Each entry below needs to be copied exactly, with nothing dropped.

··· EXERCISE INPUT

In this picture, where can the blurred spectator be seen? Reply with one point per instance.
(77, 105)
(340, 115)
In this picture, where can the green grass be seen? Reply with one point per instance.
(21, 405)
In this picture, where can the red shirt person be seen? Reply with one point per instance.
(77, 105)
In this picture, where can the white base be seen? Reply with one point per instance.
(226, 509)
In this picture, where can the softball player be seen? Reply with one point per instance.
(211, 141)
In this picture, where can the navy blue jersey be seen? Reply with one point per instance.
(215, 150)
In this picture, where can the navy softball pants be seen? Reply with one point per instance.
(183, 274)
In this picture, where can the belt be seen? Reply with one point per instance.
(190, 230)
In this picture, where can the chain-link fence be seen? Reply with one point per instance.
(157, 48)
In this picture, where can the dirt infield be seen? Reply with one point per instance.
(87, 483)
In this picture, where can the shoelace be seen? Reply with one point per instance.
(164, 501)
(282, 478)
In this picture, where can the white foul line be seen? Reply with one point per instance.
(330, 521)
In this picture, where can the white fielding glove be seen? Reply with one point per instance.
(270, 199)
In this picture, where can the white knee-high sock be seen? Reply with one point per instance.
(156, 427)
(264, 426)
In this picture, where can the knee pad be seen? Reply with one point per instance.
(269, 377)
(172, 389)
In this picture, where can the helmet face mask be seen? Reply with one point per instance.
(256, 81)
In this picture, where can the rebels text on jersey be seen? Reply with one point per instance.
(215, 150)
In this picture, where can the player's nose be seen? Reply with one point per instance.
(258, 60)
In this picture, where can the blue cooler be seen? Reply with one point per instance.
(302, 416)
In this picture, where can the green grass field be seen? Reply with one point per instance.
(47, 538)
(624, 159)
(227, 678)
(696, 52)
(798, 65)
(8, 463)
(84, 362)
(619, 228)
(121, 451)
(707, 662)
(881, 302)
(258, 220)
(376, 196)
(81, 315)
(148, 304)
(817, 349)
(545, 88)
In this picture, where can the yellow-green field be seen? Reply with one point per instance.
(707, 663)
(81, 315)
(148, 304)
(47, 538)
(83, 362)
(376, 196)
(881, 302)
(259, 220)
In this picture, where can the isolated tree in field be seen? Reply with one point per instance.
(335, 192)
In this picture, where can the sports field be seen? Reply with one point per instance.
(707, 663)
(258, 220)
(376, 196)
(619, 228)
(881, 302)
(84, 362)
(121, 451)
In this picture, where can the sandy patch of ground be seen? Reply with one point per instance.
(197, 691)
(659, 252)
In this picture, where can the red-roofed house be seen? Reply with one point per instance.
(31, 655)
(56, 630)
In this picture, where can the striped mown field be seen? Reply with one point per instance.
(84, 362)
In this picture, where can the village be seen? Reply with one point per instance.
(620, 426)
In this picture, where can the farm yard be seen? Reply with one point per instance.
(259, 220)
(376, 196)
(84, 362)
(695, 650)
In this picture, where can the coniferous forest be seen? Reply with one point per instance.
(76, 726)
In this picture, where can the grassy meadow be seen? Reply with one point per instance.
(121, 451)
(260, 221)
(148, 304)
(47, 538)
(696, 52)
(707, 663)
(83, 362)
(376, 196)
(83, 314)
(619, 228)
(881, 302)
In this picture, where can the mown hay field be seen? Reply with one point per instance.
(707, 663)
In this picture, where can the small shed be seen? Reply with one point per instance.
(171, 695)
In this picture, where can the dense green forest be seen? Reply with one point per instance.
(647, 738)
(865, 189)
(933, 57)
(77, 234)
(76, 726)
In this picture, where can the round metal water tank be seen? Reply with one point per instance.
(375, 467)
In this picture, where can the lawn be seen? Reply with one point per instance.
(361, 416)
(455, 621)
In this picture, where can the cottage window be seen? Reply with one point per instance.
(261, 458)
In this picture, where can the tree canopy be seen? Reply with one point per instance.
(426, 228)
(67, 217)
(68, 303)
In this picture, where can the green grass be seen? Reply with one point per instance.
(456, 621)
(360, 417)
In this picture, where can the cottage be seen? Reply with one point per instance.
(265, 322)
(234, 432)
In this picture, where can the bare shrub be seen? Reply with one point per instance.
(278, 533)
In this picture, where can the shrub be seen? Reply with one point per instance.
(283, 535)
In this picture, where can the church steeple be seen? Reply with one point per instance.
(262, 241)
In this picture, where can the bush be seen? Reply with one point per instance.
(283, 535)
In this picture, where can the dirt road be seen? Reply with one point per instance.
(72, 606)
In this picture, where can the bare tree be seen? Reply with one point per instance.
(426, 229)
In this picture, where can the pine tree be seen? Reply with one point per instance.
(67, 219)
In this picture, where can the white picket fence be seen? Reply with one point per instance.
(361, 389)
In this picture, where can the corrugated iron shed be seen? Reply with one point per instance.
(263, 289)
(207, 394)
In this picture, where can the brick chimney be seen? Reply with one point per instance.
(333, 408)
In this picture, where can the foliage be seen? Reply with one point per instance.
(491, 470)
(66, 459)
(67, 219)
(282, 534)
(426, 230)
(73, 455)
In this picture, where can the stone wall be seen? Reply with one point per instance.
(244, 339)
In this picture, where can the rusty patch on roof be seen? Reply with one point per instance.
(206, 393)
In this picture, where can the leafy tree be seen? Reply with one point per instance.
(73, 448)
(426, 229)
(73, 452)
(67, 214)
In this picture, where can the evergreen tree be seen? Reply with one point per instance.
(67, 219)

······

**REPLY**
In this picture, where can the blurred spectator be seen? Reply with one point per instance.
(77, 105)
(340, 115)
In this picture, where can the green grass be seen? Reply with one point per instance.
(21, 405)
In this picture, where can the red shirt person be seen? Reply with one point per instance.
(77, 105)
In this picture, where can the white base be seen? Reply with one point per instance.
(226, 509)
In this picture, where can the softball player be seen? Reply with one point per instance.
(211, 141)
In this picture, where can the navy blue jersey be seen? Reply with one point per instance.
(215, 150)
In this picture, where can the navy softball pants be seen? Reply with one point per instance.
(183, 274)
In this picture, where can the belt be seen? Reply with one point per instance.
(190, 230)
In this picture, where can the chain-link fence be seen? Reply with one point per instance.
(157, 48)
In this picture, where can the dirt infield be seen? Reply with one point per instance.
(87, 483)
In this picture, where can the shoelace be seen? Reply with one point per instance.
(164, 501)
(282, 478)
In this picture, where can the white foul line be seen? Reply with one point per instance.
(330, 521)
In this picture, where can the white fielding glove be seen? Reply with one point per instance.
(270, 199)
In this picture, where can the white knee-high sock be seen? Reply with one point per instance.
(156, 427)
(264, 426)
In this picture, where can the knee pad be seen? Reply with one point per instance.
(269, 377)
(172, 389)
In this picture, where can the helmet face mask be seen? Reply with one point per instance.
(256, 81)
In this picture, where can the rebels text on jersey be seen? Reply with one point per instance.
(215, 150)
In this picture, where can the player's nose be seen? Reply with one point per instance.
(258, 60)
In this picture, where can the blue cooler be seen? Reply with one point per instance.
(302, 416)
In this picture, where can the green grass field be seen? Reply with one point per instance.
(47, 538)
(624, 159)
(227, 678)
(696, 52)
(798, 65)
(8, 463)
(84, 362)
(619, 228)
(121, 451)
(707, 662)
(881, 302)
(258, 220)
(376, 196)
(81, 315)
(148, 304)
(817, 349)
(545, 88)
In this picture, where can the yellow-green field be seen? Reply with one point per instance.
(707, 663)
(81, 315)
(148, 304)
(47, 538)
(83, 362)
(376, 196)
(881, 302)
(259, 220)
In this picture, where can the isolated tree in field be seen? Reply with one point per instance.
(335, 192)
In this picture, where can the sports field be seen? Reply with one point per instance.
(707, 663)
(258, 220)
(376, 196)
(619, 228)
(881, 302)
(84, 362)
(121, 451)
In this picture, where can the sandy patch of ground be seen? Reply with one point per instance.
(197, 691)
(659, 252)
In this picture, where can the red-roofed house be seen? Reply with one point per instance.
(31, 655)
(56, 630)
In this picture, where can the striped mown field be seen? Reply with one point per instance.
(84, 362)
In this picture, where can the village be seen? Reply with one point per instance.
(620, 426)
In this picture, where can the farm yard be seen? Reply with one point per instance.
(259, 220)
(376, 196)
(84, 362)
(695, 650)
In this picture, where can the coniferous forest be seen? Reply with one point per instance.
(76, 726)
In this picture, where can the grassy meadow be seen? Reply with one point per instance.
(121, 451)
(260, 221)
(148, 304)
(47, 538)
(696, 52)
(707, 663)
(83, 362)
(376, 196)
(83, 314)
(619, 228)
(881, 302)
In this picture, where can the mown hay field be seen? Reply with one point per instance.
(707, 663)
In this picture, where can the small shed be seen? Reply with one point per instance.
(171, 695)
In this picture, where can the dense green forest be seen? Reply with one point per instance.
(647, 738)
(865, 189)
(933, 57)
(77, 234)
(76, 726)
In this picture, where can the round metal water tank be seen? Reply with one point per instance.
(375, 467)
In this picture, where can the lawn be seen? Reply with one point per instance.
(361, 416)
(455, 621)
In this picture, where can the cottage window be seen? Reply with one point per instance.
(261, 458)
In this picture, where can the tree canopy be seen? Reply with one point per instance.
(426, 228)
(67, 217)
(68, 303)
In this picture, where can the green grass be seen? Reply with one point per instance.
(456, 621)
(360, 417)
In this picture, where can the cottage be seen? Reply with one point per instance.
(265, 322)
(234, 432)
In this picture, where can the bare shrub be seen? Reply with one point per instance.
(278, 533)
In this picture, where can the shrub be seen? Reply with one point per instance.
(283, 535)
In this picture, where can the church steeple be seen? Reply with one point per instance.
(262, 241)
In this picture, where can the bush be seen? Reply with one point per instance.
(283, 535)
In this picture, where can the dirt road be seen? Reply with one point per instance.
(72, 606)
In this picture, where can the bare tree be seen? Reply with one point per instance.
(426, 229)
In this picture, where can the pine tree be seen? Reply with one point per instance.
(67, 219)
In this picture, where can the white picket fence be seen? Reply with one point per instance.
(361, 389)
In this picture, where can the corrugated iron shed be seen? Reply with one point per instance.
(263, 289)
(207, 394)
In this picture, where can the brick chimney be seen? Reply with one point per instance.
(333, 408)
In this picture, where can the foliage be seen? Reply with one point per instance.
(491, 470)
(66, 459)
(67, 219)
(282, 534)
(426, 230)
(73, 455)
In this picture, where can the stone wall be seen? Reply with one point per instance.
(244, 339)
In this picture, where can the rusty patch on roof be seen? Reply with one point per instance.
(206, 393)
In this picture, where can the leafy tree be seen? Reply with one point per instance.
(73, 448)
(426, 229)
(73, 452)
(67, 214)
In this picture, where can the evergreen tree be seen? Reply with one point per instance.
(67, 219)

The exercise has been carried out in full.